(Task goal): Filter the entries below, keeping every line that contains the string "post", and copy those lines out. The match is case-sensitive.

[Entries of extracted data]
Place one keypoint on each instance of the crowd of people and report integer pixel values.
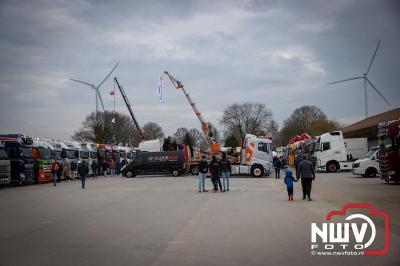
(304, 170)
(217, 168)
(67, 170)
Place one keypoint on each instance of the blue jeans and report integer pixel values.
(277, 172)
(55, 178)
(202, 181)
(83, 179)
(225, 180)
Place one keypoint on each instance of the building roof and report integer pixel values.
(373, 121)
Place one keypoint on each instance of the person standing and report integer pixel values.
(297, 161)
(54, 172)
(277, 166)
(225, 170)
(215, 168)
(307, 174)
(83, 171)
(203, 170)
(112, 167)
(94, 169)
(289, 183)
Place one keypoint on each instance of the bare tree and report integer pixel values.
(273, 128)
(196, 136)
(152, 130)
(240, 119)
(109, 129)
(179, 135)
(309, 119)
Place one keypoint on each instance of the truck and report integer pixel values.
(356, 148)
(19, 149)
(92, 150)
(368, 166)
(256, 157)
(72, 154)
(389, 150)
(5, 166)
(330, 153)
(155, 162)
(104, 152)
(42, 161)
(59, 153)
(256, 153)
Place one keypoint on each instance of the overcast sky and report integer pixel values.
(280, 53)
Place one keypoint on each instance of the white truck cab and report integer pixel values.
(256, 157)
(369, 166)
(331, 152)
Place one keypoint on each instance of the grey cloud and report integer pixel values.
(281, 53)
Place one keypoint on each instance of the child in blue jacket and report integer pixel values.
(289, 179)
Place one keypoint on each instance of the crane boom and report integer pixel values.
(129, 108)
(206, 127)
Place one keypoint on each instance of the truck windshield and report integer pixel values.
(26, 152)
(44, 153)
(386, 143)
(71, 154)
(57, 155)
(93, 154)
(371, 152)
(84, 154)
(317, 145)
(3, 154)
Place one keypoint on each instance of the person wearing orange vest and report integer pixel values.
(54, 171)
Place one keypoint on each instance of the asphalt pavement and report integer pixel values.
(164, 220)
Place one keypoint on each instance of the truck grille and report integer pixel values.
(4, 168)
(46, 167)
(28, 173)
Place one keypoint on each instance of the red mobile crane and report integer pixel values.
(206, 127)
(129, 108)
(389, 150)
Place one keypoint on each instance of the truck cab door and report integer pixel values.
(262, 155)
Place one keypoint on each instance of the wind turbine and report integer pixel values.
(96, 89)
(366, 80)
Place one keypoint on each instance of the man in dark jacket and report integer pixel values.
(83, 171)
(307, 174)
(215, 168)
(277, 166)
(297, 161)
(225, 171)
(203, 171)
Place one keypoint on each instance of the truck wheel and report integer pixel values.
(175, 172)
(370, 172)
(331, 168)
(130, 174)
(194, 170)
(257, 171)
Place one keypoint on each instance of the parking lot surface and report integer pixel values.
(163, 220)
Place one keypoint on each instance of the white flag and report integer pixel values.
(160, 88)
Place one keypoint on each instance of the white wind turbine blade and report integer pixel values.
(372, 85)
(91, 85)
(343, 80)
(101, 100)
(101, 83)
(373, 58)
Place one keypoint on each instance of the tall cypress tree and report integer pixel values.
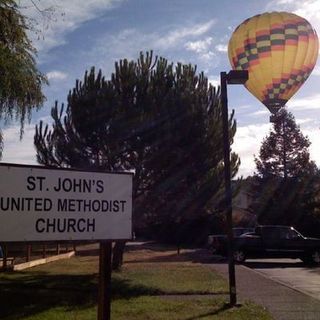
(160, 120)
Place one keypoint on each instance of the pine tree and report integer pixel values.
(20, 80)
(160, 120)
(285, 186)
(284, 153)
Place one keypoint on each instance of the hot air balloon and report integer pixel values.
(279, 50)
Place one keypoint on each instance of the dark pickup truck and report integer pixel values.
(273, 242)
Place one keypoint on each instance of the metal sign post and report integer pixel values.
(105, 270)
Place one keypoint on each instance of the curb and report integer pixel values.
(38, 262)
(281, 282)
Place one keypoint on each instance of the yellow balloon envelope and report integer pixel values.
(279, 50)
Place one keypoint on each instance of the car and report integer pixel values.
(273, 241)
(214, 240)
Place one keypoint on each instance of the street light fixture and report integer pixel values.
(233, 77)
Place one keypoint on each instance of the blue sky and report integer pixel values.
(87, 33)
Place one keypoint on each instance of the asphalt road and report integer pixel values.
(290, 272)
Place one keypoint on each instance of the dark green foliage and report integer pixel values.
(284, 153)
(160, 120)
(20, 80)
(285, 187)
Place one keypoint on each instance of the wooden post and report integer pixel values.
(44, 251)
(5, 255)
(104, 303)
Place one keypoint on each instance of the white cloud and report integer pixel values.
(247, 143)
(199, 46)
(67, 16)
(175, 37)
(16, 150)
(56, 75)
(308, 103)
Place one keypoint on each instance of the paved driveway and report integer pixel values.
(290, 272)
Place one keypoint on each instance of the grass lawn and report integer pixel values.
(155, 283)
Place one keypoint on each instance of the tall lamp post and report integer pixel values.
(232, 77)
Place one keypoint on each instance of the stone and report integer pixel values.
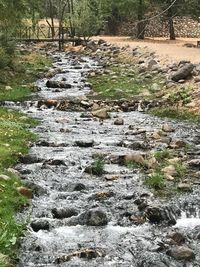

(Complete answer):
Place one keypoint on each instance of the metal sign post and report integer pixel values.
Place one keypoint on each instance of the wooden post and report integer pixel values.
Place one keypoint on each instance of the tall lamp post and report integer pixel values.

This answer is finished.